READING PASSAGE:
- - - -
Verify you have minimum viable context to proceed. Checklist:
- [ ] Product is clearly defined
- [ ] Target user is identified
- [ ] Business model is understood (or explicitly "to be determined")
- [ ] At least one constraint is known

If any critical gap exists, ask ONE targeted follow-up question. Do not
proceed until the checklist passes.

## Phase 2: Research

> **Skip this phase for `--depth quick`**

Use WebSearch to research:
1. **Competitive landscape**: Find 3-5 direct competitors or similar products
2. **Market signals**: Market size indicators, growth trends, recent funding
3. **Technical precedents**: Open source projects, published architectures, known challenges

For each competitor found, note: name, URL, pricing, key differentiators.

If WebSearch is unavailable, note the limitation and proceed with the
information provided by the user. Do NOT block on research availability.
- - - -
RECORD EXTRACTS:
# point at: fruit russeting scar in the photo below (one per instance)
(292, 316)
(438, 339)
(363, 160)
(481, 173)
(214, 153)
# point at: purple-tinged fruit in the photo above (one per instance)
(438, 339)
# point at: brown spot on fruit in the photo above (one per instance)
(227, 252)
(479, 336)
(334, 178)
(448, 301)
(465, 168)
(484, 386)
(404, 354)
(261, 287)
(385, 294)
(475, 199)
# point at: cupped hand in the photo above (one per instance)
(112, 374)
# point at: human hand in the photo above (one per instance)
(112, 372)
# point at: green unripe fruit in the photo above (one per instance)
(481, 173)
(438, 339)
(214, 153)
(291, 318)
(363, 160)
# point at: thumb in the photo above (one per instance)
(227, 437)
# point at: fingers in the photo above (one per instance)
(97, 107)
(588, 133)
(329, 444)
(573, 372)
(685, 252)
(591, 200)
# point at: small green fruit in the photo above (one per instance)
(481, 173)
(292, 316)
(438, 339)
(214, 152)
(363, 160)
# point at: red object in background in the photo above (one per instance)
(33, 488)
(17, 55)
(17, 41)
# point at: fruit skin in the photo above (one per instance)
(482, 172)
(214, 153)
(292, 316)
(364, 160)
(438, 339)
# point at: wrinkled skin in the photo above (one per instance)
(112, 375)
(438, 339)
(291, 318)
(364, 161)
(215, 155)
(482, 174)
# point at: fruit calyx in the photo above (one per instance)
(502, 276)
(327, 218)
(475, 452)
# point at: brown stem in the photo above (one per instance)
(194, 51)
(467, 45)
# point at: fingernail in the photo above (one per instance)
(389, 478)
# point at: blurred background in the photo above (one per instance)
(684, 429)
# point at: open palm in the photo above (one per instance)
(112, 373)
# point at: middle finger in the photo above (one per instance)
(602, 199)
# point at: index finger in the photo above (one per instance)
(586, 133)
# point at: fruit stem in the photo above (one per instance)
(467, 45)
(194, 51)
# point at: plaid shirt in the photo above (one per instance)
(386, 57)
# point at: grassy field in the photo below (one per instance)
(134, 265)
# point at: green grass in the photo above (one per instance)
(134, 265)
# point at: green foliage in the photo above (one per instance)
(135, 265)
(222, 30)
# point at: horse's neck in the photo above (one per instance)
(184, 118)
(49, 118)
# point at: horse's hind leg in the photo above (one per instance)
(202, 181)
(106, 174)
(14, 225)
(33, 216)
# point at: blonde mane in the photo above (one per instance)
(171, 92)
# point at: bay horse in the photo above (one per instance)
- - - -
TASK INSTRUCTIONS:
a - Print the workflow text from "## Phase 2: Research" to "pricing, key differentiators.".
b - In the workflow text, what details should be noted for each competitor found?
The items have nothing to do with the workflow text.

EXPECTED OUTPUTS:
a -
## Phase 2: Research

> **Skip this phase for `--depth quick`**

Use WebSearch to research:
1. **Competitive landscape**: Find 3-5 direct competitors or similar products
2. **Market signals**: Market size indicators, growth trends, recent funding
3. **Technical precedents**: Open source projects, published architectures, known challenges

For each competitor found, note: name, URL, pricing, key differentiators.

b - Name, URL, pricing, and key differentiators.